[Page excerpt]
□ □ □ □ □ □ □

Guarding Our Eyes
Bilaam said: "He perceived no iniquity in Yaakov, and saw no perversity in Israel" (Bamidbar 23:21) - even if a Jew acts improperly, Hashem will not see any wrong - He will, so to speak, "look the other way", and therefore not see, because, as Bilaam explains, "Hashem his G-d is with him, and the friendship of the King is in him" (ibid.). Given this, it is impossible for anyone to curse and bring about harm to the Jewish nation. The only way to successfully curse the Jewish people is to cause Hashem to depart from among them. As Bilaam told Balak "the G-d of these Israelites hates promiscuity" (Sanhedrin 106a), therefore the way to overpower the Jewish nation is through immorality.
Regarding immorality, the Torah tells us "He will not see a shameful thing ('ervat davar') among you and turn away from behind you" (Devarim 23:15). Chazal comment that "this teaches us that illicit relations cause the Shchina to depart" (Sifri Devarim 258). Chazal went further in telling us that "ervat davar" can be read as "ervat dibur" (see Vayikra Rabba 24:7). This implies that even immodest and immoral speech can cause the Shchina to depart from the Jewish people, how much more so when speaking of immoral acts which are far worse than improper speech. This therefore is Bilaam's advice to Balak. The way to succeed in cursing the Jewish nation is to bring about an atmosphere of promiscuity so that "He will turn away from behind you".
There is no guarantee that having the nation transgress in other areas will bring about the departure of the Divine Presence, for perhaps Hashem will "perceive no iniquity in Yaakov". When there is immorality, however, the Shchina cannot remain. This is because promiscuity is the epitome of impurity, while the Shchina is pure holiness - the two cannot exist side by side. An atmosphere of promiscuity is one sure way to drive away any semblance of sanctity. When this happens, the door is open to bring about harm to the Jewish people.

□ □ □ □ □ □ □

[Task inputs]
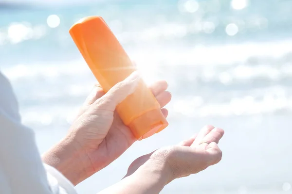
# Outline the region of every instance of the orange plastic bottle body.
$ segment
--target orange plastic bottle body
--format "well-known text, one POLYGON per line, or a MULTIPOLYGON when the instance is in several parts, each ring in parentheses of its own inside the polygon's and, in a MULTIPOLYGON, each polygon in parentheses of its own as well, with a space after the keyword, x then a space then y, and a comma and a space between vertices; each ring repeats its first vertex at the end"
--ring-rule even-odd
MULTIPOLYGON (((136 70, 101 17, 82 19, 74 24, 69 32, 105 92, 136 70)), ((168 125, 159 103, 143 81, 134 93, 117 106, 116 110, 138 139, 148 137, 168 125)))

□ □ □ □ □ □ □

[Written tasks]
1. According to the Guarding Our Eyes passage, what did Bilaam tell Balak that the G-d of the Israelites hates?
2. Write out the lines of the entries, from the start of the entries through the line containing "--ring-rule even-odd", inclusive. Leave out the picture.
The text and the entries have nothing to do with each other.

[Task-by-task answers]
1. Promiscuity.

2.
# Outline the region of every instance of the orange plastic bottle body.
$ segment
--target orange plastic bottle body
--format "well-known text, one POLYGON per line, or a MULTIPOLYGON when the instance is in several parts, each ring in parentheses of its own inside the polygon's and, in a MULTIPOLYGON, each polygon in parentheses of its own as well, with a space after the keyword, x then a space then y, and a comma and a space between vertices; each ring repeats its first vertex at the end"
--ring-rule even-odd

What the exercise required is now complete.